◆ Document text:
Circuit Breakers to handle failures in serverless applications

Introduction

When you are developing micro-services, you might find that there might be some dependencies which could fail or be temporary unavailable. Examples of these dependencies are calls to other services, data stores, etc. These dependencies might be unavailable for multiple reasons such as maintenance, throttling, etc. 

The idea behind the circuit breaker pattern is wrapping the dependency, so if there is a consistent failure, we temporary stop trying to call the dependency and instead we can have define an alternative fallback function.

Normally a circuit breaker can be in three different states:

  • Closed: we call the dependency as usual. If there are failures, we track them and we open the circuit if a defined threshold is reached.
  • Open: instead of calling the dependency, we call the fallback function. If we don't define a fallback function, it will fail early, without calling the dependency. This can prevent overloading an unhealthy dependent service or data store. While the circuit breaker is OPEN, if we reach a timeout, we will change the status to HALF.
  • Half (open): if the request is successful, the status will change to CLOSED and it will start processing all incoming requests. However, if the requests are still failing, the CircuitBreaker will change to OPEN.
The following diagram illustrates the different statuses and transitions:

Proposed Architecture for serverless applications

The Circuit Breaker pattern is a well know pattern and some popular libraries such us Polly (https://github.com/App-vNext/Polly) implement this pattern. In the implementation offered by Polly, the status of the circuit breaker is persisted in memory. This works well for single instance services, but if we are running multiple instances of the service concurrently, you need to share the status of the circuit breaker, so all the instances are consistently handling the circuit breaker. This applies for AWS lambda functions or ECS if we are running multiple nodes in parallel. For lambdas, you also have to bear in mind that if the lambda gets cold, it will erase the memory. For that reason it is important to persist the status of the circuit breaker.

◆ What to work on:
[A] Write out the circuit breaker article from "When you are" up to and including "maintenance, throttling, etc.", word for word.
[B] In the circuit breaker article, where does the implementation offered by Polly persist the status of the circuit breaker?

◆ Collected material:
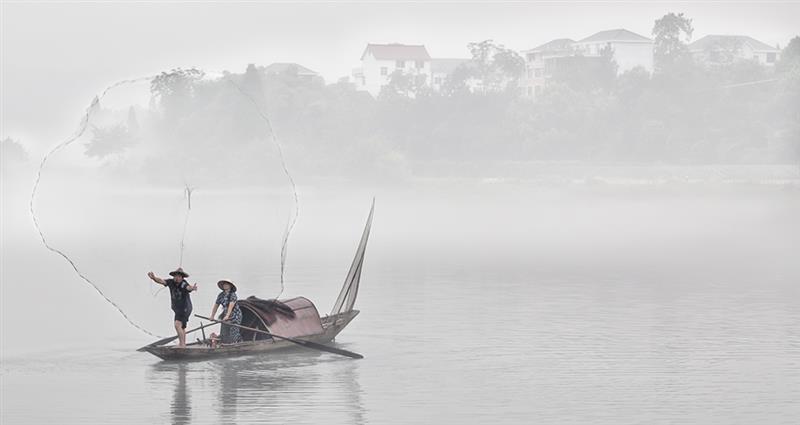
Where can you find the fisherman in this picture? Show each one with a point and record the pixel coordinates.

◆ Written responses:
[A]
When you are developing micro-services, you might find that there might be some dependencies which could fail or be temporary unavailable. Examples of these dependencies are calls to other services, data stores, etc. These dependencies might be unavailable for multiple reasons such as maintenance, throttling, etc.

[B] In memory.